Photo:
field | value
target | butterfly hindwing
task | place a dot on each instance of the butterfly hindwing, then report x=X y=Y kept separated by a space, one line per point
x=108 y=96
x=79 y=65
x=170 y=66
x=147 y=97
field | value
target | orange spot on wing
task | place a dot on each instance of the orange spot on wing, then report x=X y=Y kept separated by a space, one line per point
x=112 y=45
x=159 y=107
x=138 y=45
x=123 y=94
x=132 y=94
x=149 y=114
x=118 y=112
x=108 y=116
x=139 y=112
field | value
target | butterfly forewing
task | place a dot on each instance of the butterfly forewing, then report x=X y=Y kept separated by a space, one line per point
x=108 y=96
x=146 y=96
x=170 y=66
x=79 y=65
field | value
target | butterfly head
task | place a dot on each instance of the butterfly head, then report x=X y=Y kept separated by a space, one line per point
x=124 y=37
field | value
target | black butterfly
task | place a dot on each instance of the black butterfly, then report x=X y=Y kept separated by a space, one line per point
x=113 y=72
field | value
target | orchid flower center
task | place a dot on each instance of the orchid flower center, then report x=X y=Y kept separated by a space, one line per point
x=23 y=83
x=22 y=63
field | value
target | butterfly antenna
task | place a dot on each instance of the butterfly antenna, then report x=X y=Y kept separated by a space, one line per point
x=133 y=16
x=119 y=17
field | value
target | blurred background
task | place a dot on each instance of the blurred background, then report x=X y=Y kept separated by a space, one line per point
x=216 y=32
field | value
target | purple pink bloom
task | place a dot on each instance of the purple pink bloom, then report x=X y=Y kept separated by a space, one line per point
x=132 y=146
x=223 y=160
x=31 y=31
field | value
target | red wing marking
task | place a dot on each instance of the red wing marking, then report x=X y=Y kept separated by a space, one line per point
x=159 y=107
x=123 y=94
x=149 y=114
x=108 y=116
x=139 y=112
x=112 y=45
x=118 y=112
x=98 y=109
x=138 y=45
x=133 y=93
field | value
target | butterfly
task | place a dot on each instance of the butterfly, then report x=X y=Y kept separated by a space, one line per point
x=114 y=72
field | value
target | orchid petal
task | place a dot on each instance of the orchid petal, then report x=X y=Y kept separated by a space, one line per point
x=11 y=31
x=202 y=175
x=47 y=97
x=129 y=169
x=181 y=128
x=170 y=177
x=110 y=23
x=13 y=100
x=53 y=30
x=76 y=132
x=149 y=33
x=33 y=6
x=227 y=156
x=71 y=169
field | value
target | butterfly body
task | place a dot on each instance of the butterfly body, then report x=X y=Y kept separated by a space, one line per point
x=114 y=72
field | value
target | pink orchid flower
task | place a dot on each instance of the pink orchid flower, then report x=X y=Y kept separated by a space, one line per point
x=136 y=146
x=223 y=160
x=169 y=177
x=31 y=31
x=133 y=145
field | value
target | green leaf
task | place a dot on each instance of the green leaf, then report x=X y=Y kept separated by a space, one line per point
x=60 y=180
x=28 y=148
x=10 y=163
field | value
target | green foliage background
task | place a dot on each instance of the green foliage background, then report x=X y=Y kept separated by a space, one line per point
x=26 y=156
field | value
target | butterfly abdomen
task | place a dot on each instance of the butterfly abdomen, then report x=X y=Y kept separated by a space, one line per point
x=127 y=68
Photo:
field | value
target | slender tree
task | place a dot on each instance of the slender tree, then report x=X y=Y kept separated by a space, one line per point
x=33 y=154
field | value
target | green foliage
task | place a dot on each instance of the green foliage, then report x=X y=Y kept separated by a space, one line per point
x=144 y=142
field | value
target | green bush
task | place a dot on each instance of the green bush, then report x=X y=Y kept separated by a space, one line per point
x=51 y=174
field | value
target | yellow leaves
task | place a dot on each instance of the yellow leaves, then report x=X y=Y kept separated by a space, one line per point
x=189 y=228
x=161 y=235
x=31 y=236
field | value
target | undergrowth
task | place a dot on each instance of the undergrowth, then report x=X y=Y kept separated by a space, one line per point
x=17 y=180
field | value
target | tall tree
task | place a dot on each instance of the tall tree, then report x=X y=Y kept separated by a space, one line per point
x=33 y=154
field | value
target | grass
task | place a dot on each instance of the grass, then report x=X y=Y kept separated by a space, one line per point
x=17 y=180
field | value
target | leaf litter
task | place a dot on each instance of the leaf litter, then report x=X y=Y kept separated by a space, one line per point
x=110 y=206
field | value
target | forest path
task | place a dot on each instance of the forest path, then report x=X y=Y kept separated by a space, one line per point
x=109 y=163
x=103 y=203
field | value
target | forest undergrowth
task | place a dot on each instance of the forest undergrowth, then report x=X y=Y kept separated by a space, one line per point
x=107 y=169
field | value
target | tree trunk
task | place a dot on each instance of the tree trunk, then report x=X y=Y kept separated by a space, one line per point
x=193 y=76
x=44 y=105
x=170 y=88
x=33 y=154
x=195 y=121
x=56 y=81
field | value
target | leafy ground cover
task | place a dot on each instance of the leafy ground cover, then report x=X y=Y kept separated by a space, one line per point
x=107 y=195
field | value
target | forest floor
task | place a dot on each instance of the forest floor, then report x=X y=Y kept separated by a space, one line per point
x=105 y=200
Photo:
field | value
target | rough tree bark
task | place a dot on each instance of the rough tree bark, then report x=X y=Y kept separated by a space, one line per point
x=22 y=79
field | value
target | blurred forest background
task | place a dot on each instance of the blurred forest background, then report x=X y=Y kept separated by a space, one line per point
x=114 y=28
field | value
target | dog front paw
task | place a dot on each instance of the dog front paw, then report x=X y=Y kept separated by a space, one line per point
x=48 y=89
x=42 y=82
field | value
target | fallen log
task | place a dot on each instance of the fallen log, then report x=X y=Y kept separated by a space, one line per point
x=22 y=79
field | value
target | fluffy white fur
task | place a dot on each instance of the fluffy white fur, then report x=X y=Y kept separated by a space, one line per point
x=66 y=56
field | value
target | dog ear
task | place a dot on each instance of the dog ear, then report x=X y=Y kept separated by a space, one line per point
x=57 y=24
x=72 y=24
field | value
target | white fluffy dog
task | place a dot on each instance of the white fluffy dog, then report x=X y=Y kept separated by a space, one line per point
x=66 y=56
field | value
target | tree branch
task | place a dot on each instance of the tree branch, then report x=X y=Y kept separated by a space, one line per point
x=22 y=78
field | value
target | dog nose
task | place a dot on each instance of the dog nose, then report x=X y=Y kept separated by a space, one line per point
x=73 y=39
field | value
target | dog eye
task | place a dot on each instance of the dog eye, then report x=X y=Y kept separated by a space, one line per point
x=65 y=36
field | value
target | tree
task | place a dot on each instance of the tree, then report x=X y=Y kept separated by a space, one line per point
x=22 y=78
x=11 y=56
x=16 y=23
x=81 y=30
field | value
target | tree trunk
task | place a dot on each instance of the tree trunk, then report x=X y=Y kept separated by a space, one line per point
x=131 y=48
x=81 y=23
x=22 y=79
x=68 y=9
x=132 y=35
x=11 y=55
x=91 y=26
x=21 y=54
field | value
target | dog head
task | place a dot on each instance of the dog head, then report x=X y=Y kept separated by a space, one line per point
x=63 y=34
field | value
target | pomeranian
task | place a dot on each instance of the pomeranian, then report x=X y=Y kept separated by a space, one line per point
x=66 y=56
****************
Problem to solve: All of the material above needs to be copied exactly.

Expected answer:
Photo:
field | value
target | butterfly hindwing
task | place a dot on each instance of the butterfly hindwing, then report x=X y=Y kept separated by a space, one line per point
x=108 y=96
x=79 y=65
x=170 y=66
x=147 y=97
field | value
target | orange spot on wing
task | place a dot on each instance of the orange spot on wing, then report x=X y=Y kept separated by a space, one line per point
x=112 y=45
x=159 y=107
x=138 y=45
x=123 y=94
x=132 y=94
x=149 y=114
x=118 y=112
x=108 y=116
x=139 y=112
field | value
target | butterfly forewing
task | place a dot on each instance of the butterfly forewing, then report x=X y=Y kept separated by a space, one line per point
x=108 y=96
x=146 y=96
x=170 y=66
x=79 y=65
field | value
target | butterfly head
task | place a dot on each instance of the butterfly head, then report x=X y=Y kept separated by a space, one line per point
x=124 y=37
field | value
target | black butterfly
task | place a dot on each instance of the black butterfly, then report x=X y=Y kept separated by a space, one line per point
x=113 y=72
field | value
target | orchid flower center
task | place a dot on each instance of the orchid flower center, then report x=X y=Y kept separated by a space, one line per point
x=23 y=83
x=22 y=63
field | value
target | butterfly antenna
task | place a dot on each instance of the butterfly antenna, then report x=X y=Y kept separated by a space, one line per point
x=133 y=16
x=119 y=17
field | value
target | blurred background
task | place a dot on each instance of the blurred background, then report x=X y=Y kept separated by a space, one line per point
x=216 y=32
field | value
target | purple pink bloom
task | place a dot on each instance of the purple pink bloom, then report x=X y=Y kept separated by a space, one line per point
x=132 y=146
x=223 y=160
x=31 y=31
field | value
target | red wing marking
task | place a dot on each instance of the red wing marking, then report x=X y=Y kept separated by a space, one line per point
x=159 y=107
x=123 y=94
x=149 y=114
x=108 y=116
x=139 y=112
x=112 y=45
x=118 y=112
x=98 y=109
x=138 y=45
x=133 y=93
field | value
target | butterfly
task | place a dot on each instance of the butterfly, then report x=X y=Y kept separated by a space, one line per point
x=114 y=72
field | value
target | orchid petal
task | place a dot on each instance of the orchid petal, then report x=X y=Y kept separated by a space, one line per point
x=11 y=31
x=202 y=175
x=47 y=97
x=129 y=169
x=181 y=128
x=170 y=177
x=110 y=23
x=13 y=100
x=53 y=30
x=76 y=132
x=149 y=33
x=33 y=6
x=227 y=156
x=71 y=169
field | value
target | butterfly body
task | place a dot on each instance of the butterfly body, then report x=X y=Y kept separated by a space, one line per point
x=114 y=72
field | value
target | pink orchid flower
task | place a dot on each instance of the pink orchid flower, then report x=X y=Y kept separated by a space, one line per point
x=136 y=146
x=223 y=160
x=169 y=177
x=31 y=31
x=133 y=145
field | value
target | green leaf
task | place a dot on each instance of the green leaf, then report x=X y=Y kept separated by a space, one line per point
x=60 y=180
x=28 y=148
x=10 y=163
field | value
target | green foliage background
task | place a dot on each instance of the green foliage background, then report x=X y=Y kept separated by a space, one line per point
x=26 y=156
field | value
target | butterfly abdomen
task | place a dot on each instance of the butterfly abdomen, then report x=X y=Y kept separated by a space, one line per point
x=127 y=68
Photo:
field | value
target | slender tree
task | place a dot on each instance of the slender tree, then report x=X y=Y kept separated by a space, one line per point
x=33 y=154
field | value
target | green foliage
task | place a dot on each instance of the green foliage, then report x=X y=Y kept separated by a space, one line per point
x=144 y=142
field | value
target | green bush
task | place a dot on each instance of the green bush, then report x=X y=Y kept separated by a space, one line per point
x=51 y=174
field | value
target | yellow leaves
task | place a dot on each instance of the yellow leaves, then report x=X y=Y kept separated by a space, one line per point
x=189 y=228
x=161 y=235
x=31 y=236
field | value
target | undergrowth
task | place a dot on each instance of the undergrowth, then report x=X y=Y kept separated by a space, one line per point
x=17 y=180
field | value
target | tall tree
task | place a dot on each instance of the tall tree, then report x=X y=Y kept separated by a space, one line per point
x=33 y=154
field | value
target | grass
task | place a dot on each instance of the grass, then report x=X y=Y kept separated by a space, one line per point
x=17 y=180
field | value
target | leaf litter
task | place a dot on each instance of the leaf litter, then report x=X y=Y kept separated by a space, one line per point
x=110 y=206
field | value
target | forest path
task | place a dot on each instance of the forest path, then report x=X y=Y kept separated by a space, one line per point
x=109 y=163
x=103 y=203
field | value
target | forest undergrowth
task | place a dot on each instance of the forest undergrowth, then report x=X y=Y kept separated by a space, one line per point
x=107 y=169
field | value
target | tree trunk
task | place a dot on each instance of the tree trunk, then report x=X y=Y kept separated by a space, one line per point
x=193 y=76
x=44 y=105
x=170 y=88
x=33 y=154
x=195 y=121
x=56 y=81
field | value
target | leafy ground cover
task | place a dot on each instance of the leafy ground cover, then report x=X y=Y kept separated by a space, one line per point
x=107 y=195
field | value
target | forest floor
task | place a dot on each instance of the forest floor, then report x=X y=Y kept separated by a space, one line per point
x=105 y=200
Photo:
field | value
target | rough tree bark
task | place a dot on each instance of the rough tree bark, then report x=X y=Y kept separated by a space, one line per point
x=22 y=79
field | value
target | blurred forest background
task | place a dot on each instance of the blurred forest background, then report x=X y=Y kept separated by a space, one line per point
x=114 y=28
field | value
target | dog front paw
task | place a dot on each instance of the dog front paw, then report x=X y=Y kept separated by a space, one line per point
x=48 y=89
x=42 y=82
field | value
target | fallen log
task | place a dot on each instance of the fallen log, then report x=X y=Y kept separated by a space, one line per point
x=22 y=79
field | value
target | fluffy white fur
task | place a dot on each instance of the fluffy white fur, then report x=X y=Y kept separated by a space, one line per point
x=66 y=56
field | value
target | dog ear
task | place a dot on each instance of the dog ear, then report x=X y=Y kept separated by a space, one line per point
x=57 y=24
x=72 y=24
field | value
target | white fluffy dog
task | place a dot on each instance of the white fluffy dog, then report x=X y=Y kept separated by a space, one line per point
x=66 y=56
field | value
target | tree branch
task | place a dot on each instance of the tree branch, then report x=X y=Y kept separated by a space, one line per point
x=22 y=78
field | value
target | dog nose
task | place a dot on each instance of the dog nose, then report x=X y=Y kept separated by a space, one line per point
x=73 y=39
field | value
target | dog eye
task | place a dot on each instance of the dog eye, then report x=X y=Y kept separated by a space, one line per point
x=65 y=36
field | value
target | tree
task | place a dot on each instance of the tree, then report x=X y=Y kept separated by a space, one line per point
x=22 y=78
x=11 y=56
x=16 y=23
x=81 y=30
field | value
target | tree trunk
task | place a dot on each instance of the tree trunk, then report x=X y=Y kept separated by a space, one line per point
x=131 y=48
x=81 y=23
x=22 y=79
x=68 y=9
x=132 y=35
x=11 y=55
x=91 y=26
x=21 y=54
field | value
target | dog head
task | place a dot on each instance of the dog head, then report x=X y=Y kept separated by a space, one line per point
x=63 y=34
field | value
target | pomeranian
task | place a dot on each instance of the pomeranian, then report x=X y=Y kept separated by a space, one line per point
x=66 y=56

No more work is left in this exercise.